■ EXERCISE PROMPT ■
Report every line in the entries below that contains the string "transmission", matching case exactly.

■ DATA FOR THIS TASK ■
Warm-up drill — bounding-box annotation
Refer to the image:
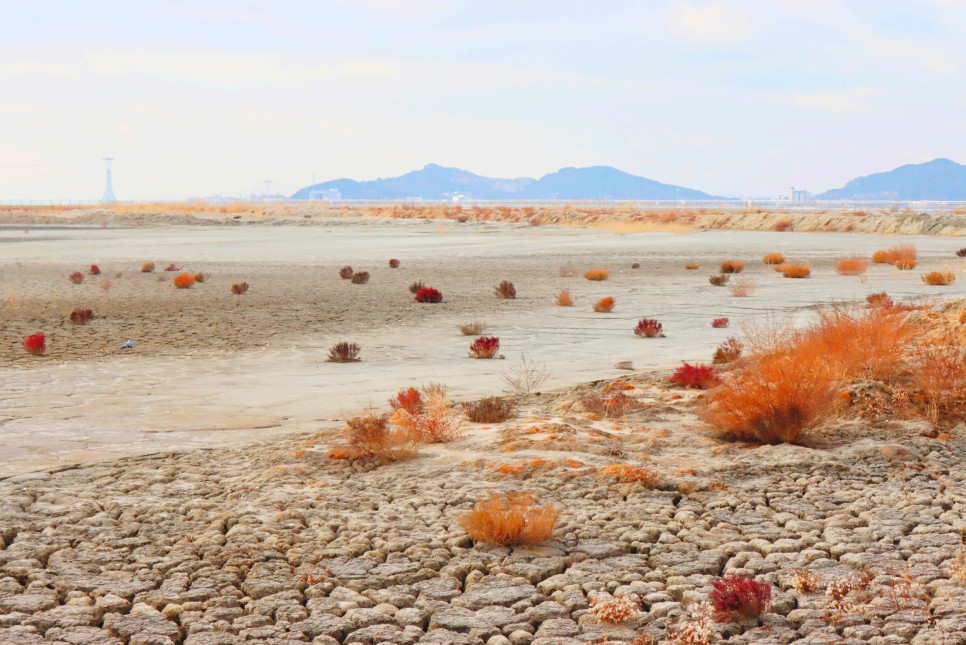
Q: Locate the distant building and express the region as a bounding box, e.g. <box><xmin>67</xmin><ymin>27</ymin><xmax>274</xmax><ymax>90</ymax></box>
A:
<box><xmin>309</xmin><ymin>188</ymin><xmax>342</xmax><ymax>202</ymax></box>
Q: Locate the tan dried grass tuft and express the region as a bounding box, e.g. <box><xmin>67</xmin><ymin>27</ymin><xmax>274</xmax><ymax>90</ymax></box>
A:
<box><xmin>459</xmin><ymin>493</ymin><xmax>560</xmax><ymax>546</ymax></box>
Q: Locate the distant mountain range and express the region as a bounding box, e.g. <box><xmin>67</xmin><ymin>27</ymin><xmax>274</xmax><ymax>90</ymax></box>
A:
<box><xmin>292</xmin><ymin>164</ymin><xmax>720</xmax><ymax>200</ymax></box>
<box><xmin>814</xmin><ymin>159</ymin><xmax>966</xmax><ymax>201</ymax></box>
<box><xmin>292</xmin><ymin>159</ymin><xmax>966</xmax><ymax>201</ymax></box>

==

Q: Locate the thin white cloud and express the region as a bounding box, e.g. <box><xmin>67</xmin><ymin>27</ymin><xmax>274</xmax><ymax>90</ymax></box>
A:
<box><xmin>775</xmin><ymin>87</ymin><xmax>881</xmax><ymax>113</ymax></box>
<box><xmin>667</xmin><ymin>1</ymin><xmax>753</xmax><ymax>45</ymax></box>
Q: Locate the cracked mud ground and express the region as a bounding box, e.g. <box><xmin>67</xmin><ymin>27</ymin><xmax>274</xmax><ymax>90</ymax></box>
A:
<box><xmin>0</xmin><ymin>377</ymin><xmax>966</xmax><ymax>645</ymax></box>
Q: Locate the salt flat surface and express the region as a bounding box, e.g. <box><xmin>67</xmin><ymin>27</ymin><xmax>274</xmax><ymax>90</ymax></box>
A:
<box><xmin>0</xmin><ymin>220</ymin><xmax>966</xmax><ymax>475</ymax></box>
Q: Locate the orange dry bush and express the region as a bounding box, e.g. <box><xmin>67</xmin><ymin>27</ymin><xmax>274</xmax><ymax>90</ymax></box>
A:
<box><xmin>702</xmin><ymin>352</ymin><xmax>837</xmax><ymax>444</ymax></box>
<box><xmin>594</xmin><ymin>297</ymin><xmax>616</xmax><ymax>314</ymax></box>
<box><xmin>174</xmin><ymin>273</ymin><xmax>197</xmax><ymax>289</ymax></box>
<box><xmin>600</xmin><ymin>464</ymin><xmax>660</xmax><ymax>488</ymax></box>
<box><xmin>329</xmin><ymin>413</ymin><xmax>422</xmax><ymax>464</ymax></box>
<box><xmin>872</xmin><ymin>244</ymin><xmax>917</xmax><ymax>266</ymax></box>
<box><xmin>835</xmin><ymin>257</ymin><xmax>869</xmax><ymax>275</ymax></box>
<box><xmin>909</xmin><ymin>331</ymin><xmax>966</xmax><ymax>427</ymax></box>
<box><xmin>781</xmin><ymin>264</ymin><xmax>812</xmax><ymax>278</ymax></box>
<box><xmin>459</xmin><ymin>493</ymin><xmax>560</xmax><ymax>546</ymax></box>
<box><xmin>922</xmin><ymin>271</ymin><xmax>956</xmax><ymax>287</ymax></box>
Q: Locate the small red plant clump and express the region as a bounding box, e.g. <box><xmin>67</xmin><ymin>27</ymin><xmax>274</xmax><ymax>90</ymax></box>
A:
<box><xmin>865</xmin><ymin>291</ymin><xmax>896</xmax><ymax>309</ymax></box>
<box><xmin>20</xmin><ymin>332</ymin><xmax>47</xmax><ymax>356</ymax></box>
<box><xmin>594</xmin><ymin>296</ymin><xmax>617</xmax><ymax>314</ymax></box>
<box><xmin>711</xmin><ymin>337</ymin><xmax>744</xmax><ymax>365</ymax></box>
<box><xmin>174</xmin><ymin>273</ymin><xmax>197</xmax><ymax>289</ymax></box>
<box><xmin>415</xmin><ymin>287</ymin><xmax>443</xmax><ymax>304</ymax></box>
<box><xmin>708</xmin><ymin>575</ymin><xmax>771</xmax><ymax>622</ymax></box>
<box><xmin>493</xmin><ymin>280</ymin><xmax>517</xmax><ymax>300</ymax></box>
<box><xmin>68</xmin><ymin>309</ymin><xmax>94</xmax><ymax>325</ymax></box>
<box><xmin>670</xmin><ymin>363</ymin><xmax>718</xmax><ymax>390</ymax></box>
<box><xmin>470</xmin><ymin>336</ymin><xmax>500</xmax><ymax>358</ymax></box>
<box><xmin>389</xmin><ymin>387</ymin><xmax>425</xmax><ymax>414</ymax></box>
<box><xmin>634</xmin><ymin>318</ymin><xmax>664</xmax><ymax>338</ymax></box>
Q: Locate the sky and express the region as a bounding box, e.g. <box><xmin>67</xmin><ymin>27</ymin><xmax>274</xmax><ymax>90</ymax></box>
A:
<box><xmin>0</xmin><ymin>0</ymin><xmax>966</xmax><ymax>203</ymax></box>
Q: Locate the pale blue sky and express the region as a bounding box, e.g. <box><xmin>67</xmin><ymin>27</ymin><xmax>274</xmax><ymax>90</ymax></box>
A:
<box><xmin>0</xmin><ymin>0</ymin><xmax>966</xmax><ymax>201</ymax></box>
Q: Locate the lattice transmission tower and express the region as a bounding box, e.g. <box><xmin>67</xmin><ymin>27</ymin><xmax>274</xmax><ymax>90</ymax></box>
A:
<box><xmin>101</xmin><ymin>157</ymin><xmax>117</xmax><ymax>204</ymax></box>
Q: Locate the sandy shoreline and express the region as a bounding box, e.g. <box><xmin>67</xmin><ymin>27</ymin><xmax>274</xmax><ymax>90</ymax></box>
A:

■ FINAL RESULT ■
Q: Locate the lattice transmission tower and express the region as a bounding box, e.g. <box><xmin>67</xmin><ymin>27</ymin><xmax>274</xmax><ymax>90</ymax></box>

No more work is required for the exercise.